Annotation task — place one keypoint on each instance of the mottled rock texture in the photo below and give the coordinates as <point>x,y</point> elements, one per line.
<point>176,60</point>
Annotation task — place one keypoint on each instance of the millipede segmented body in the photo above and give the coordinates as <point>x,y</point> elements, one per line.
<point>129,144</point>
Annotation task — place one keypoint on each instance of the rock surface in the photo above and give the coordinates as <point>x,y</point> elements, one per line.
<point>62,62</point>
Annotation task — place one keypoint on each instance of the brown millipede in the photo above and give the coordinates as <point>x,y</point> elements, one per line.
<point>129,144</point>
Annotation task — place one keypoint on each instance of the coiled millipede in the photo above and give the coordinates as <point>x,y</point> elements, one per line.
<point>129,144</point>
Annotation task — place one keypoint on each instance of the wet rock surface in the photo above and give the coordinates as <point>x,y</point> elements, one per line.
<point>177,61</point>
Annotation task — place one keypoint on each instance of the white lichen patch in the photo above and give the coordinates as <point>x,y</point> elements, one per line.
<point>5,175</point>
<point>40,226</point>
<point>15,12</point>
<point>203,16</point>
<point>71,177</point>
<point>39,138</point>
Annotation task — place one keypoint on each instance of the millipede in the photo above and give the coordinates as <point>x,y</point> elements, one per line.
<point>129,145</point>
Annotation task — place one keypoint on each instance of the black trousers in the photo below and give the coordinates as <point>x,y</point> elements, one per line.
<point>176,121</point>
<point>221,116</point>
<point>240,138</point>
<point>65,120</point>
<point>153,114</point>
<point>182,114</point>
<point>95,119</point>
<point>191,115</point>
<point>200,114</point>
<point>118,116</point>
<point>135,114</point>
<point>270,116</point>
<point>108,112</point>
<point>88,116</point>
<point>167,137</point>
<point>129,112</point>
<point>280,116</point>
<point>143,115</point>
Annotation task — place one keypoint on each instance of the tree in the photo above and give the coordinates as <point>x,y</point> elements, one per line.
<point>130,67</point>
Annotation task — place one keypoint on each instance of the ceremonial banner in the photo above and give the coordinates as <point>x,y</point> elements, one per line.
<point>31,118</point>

=====

The answer must be the full listing, written out word for word.

→ **RESULT OF THE EXERCISE**:
Annotation task — place one keypoint on each instance of the mottled rock texture in the photo below and give the coordinates as <point>x,y</point> elements, one per line.
<point>176,60</point>
Annotation task — place one keypoint on each instance of the millipede segmented body in the photo above and give the coordinates as <point>x,y</point> elements, one per line.
<point>129,144</point>
Annotation task — place one keypoint on each instance of the rock surface in the photo above and give the coordinates as <point>x,y</point> elements, one per line.
<point>62,62</point>
Annotation task — place one keypoint on each instance of the brown millipede in the photo above and give the coordinates as <point>x,y</point> elements, one per line.
<point>129,144</point>
Annotation task — place one keypoint on each instance of the coiled millipede in the photo above and give the coordinates as <point>x,y</point> elements, one per line.
<point>129,144</point>
Annotation task — place one keypoint on each instance of the wet rock surface in the photo above and give the coordinates as <point>x,y</point> elements, one per line.
<point>177,61</point>
Annotation task — place one keypoint on each instance of the white lichen patch in the photo above and give the coordinates as <point>x,y</point> elements, one per line.
<point>5,175</point>
<point>40,226</point>
<point>15,12</point>
<point>203,16</point>
<point>71,177</point>
<point>39,138</point>
Annotation task — place one keypoint on each instance of the millipede in the photo above and give the coordinates as <point>x,y</point> elements, one per line.
<point>129,145</point>
Annotation task — place one keypoint on each instance of the black trousers in the photo below and give the coordinates as <point>x,y</point> elements, one per line.
<point>176,121</point>
<point>221,116</point>
<point>240,138</point>
<point>65,120</point>
<point>153,114</point>
<point>182,114</point>
<point>95,119</point>
<point>191,115</point>
<point>200,114</point>
<point>118,116</point>
<point>135,114</point>
<point>270,116</point>
<point>108,112</point>
<point>88,116</point>
<point>167,137</point>
<point>129,112</point>
<point>280,116</point>
<point>143,115</point>
Annotation task — place one keypoint on each instance of the tree in the photo above and give the coordinates as <point>x,y</point> elements, one per line.
<point>130,67</point>
Annotation task — place one keypoint on each instance of the ceremonial banner in the photo above and give the coordinates as <point>x,y</point> elements, one per line.
<point>31,118</point>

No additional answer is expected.